= Beginning of Section =
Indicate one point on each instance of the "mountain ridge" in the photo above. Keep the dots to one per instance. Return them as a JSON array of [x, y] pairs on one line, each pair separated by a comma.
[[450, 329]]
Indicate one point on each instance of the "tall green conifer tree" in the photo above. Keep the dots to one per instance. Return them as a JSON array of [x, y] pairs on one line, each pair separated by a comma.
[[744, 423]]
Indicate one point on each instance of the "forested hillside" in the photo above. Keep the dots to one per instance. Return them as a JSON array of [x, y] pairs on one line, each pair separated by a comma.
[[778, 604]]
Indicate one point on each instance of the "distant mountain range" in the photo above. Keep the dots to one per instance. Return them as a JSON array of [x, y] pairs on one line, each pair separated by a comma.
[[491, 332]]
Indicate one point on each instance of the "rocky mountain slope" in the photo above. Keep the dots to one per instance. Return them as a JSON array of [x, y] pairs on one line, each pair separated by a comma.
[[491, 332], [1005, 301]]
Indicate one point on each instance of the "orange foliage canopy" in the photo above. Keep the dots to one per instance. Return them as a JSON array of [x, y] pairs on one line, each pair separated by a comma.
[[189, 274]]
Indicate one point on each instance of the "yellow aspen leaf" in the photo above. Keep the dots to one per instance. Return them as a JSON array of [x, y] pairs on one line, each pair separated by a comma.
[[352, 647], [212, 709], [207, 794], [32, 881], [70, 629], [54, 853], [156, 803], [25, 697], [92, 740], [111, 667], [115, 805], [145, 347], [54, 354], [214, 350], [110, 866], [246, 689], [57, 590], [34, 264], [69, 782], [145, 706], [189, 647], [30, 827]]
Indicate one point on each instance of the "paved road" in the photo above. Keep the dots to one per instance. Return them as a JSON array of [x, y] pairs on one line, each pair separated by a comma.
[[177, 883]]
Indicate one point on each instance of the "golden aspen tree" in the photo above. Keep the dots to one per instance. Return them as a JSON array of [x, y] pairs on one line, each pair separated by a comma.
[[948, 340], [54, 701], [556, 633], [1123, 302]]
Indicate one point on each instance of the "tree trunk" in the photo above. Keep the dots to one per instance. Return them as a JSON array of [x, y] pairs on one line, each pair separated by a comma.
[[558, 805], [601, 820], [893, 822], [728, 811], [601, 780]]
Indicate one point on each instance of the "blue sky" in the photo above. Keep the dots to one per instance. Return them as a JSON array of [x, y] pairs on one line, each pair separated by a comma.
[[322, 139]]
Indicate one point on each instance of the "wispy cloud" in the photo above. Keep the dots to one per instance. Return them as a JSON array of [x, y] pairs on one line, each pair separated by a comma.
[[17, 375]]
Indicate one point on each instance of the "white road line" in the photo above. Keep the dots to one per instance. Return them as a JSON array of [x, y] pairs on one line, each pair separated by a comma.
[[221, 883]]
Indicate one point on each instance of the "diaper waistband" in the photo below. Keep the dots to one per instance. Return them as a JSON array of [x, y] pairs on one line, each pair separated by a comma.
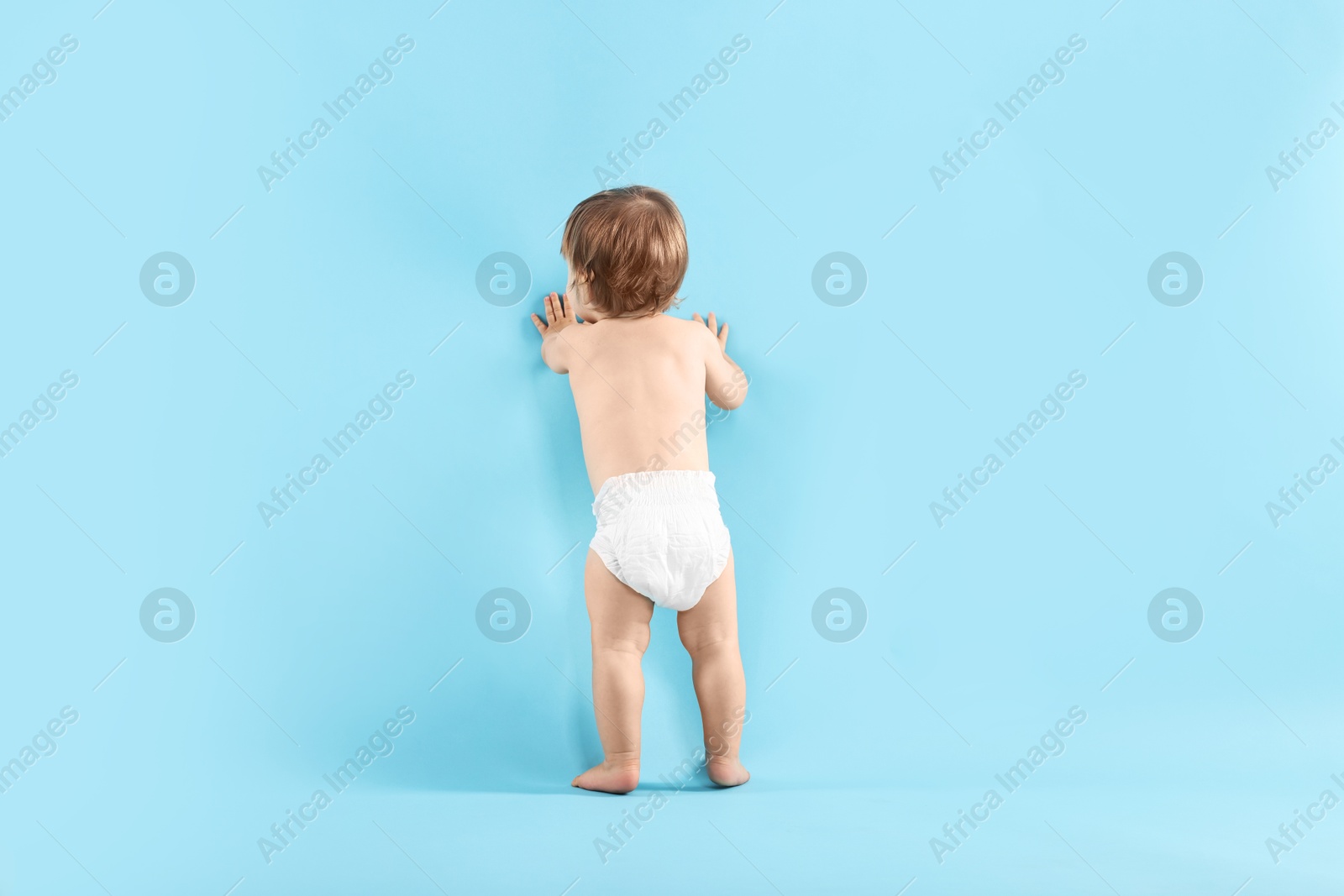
= End of Section =
▸ The task
Make a word-for-word copy of the entries, without any pictures.

▸ Completed exercise
Indicate one point on each instance of the "mountain ridge" in the photo above. Keep the dots to one per instance. Return them as a JSON array of [x, y] pairs on one line, each pair separated by a comma.
[[450, 329]]
Indicate one point on each instance of the "tall green conifer tree" in the photo above. Keep the dots to one per instance. Return them as a JSON array of [x, y] pairs on one line, each pair separated by a comma.
[[744, 423]]
Indicate one point on each instance of the "forested hillside" in the photo above. Keep the dots to one per instance. Return them as a JSON array of [x, y] pairs on one line, each pair separated by a comma.
[[778, 604]]
Indicate one point on each instance of the "distant mountain range" in the photo above. Keep the dots to one per instance. Return them as a JSON array of [x, y] pairs on one line, each pair separated by a comma.
[[491, 332]]
Indicate one point on each instance of the "rocky mountain slope" in the photo above. Keep the dots to one per instance. Return them as a JSON array of [x, y] pairs on one line, each pair separated by a comma.
[[491, 332], [1005, 301]]
Indicate one point on each instance of the "orange foliage canopy" in the photo above. Keep the dots to one per instance. Return them as a JSON array of [x, y] pairs on one line, each pair separated by a comma.
[[189, 274]]
Indicate one point on each instance of the "yellow aspen leaf" in the photo above. Keep the dots to one per instance. Return them as a JSON array of [x, y] pairs on one line, each pair separated by a comma.
[[352, 647], [212, 709], [207, 794], [32, 881], [70, 629], [54, 853], [156, 803], [25, 697], [92, 740], [111, 667], [115, 805], [145, 347], [54, 354], [214, 350], [110, 866], [246, 689], [57, 590], [34, 264], [69, 782], [145, 706], [189, 647], [30, 827]]
Indicate one point on each instance of the "paved road" in the photo above. Keep the dots to one per instance. Return them as a JSON array of [x, y] pairs on one line, each pair separated by a comma.
[[177, 883]]
Indicate one point on each instance of the "golden aspen tree" in the photo above. Keep the dots to one per instance. Return them as a JSON array of [x, y] pairs on one line, each pair separated by a comma.
[[948, 340], [54, 701], [556, 633], [1123, 302]]
Indicate one point on each instance of the "tree trunk" in the photo above. Keep the dots to one per instance. Return them as a JSON array of [x, y] pairs on one line, each pair separated by a comma.
[[558, 805], [601, 820], [893, 822], [728, 811], [601, 780]]
Indicate one point on each instance of the "blue sky" in the photo above. Keep the dots to one per instance. Return them as a JSON array of [x, y] pairs on one line, each pair separated by a comma.
[[322, 139]]
Indicate one point on each instance of the "wispy cloud" in the photo above. Keep the dots to one per instance. Return them as a JSON array of [x, y] pairs on one line, each pair separated by a comma.
[[17, 375]]
Indicate one point on each instance of the "white road line" in the photo above. Keep the dots to one per instance. Return them as a JSON array of [x, y] pairs on one line, each pair separated by a comma.
[[221, 883]]
Indicate one point on each instance of the "diaper waistband" in the photo below. Keep the dots to one per instance. Return them as a JSON array of [x, y] pairs on one line, each pair separated by a comma.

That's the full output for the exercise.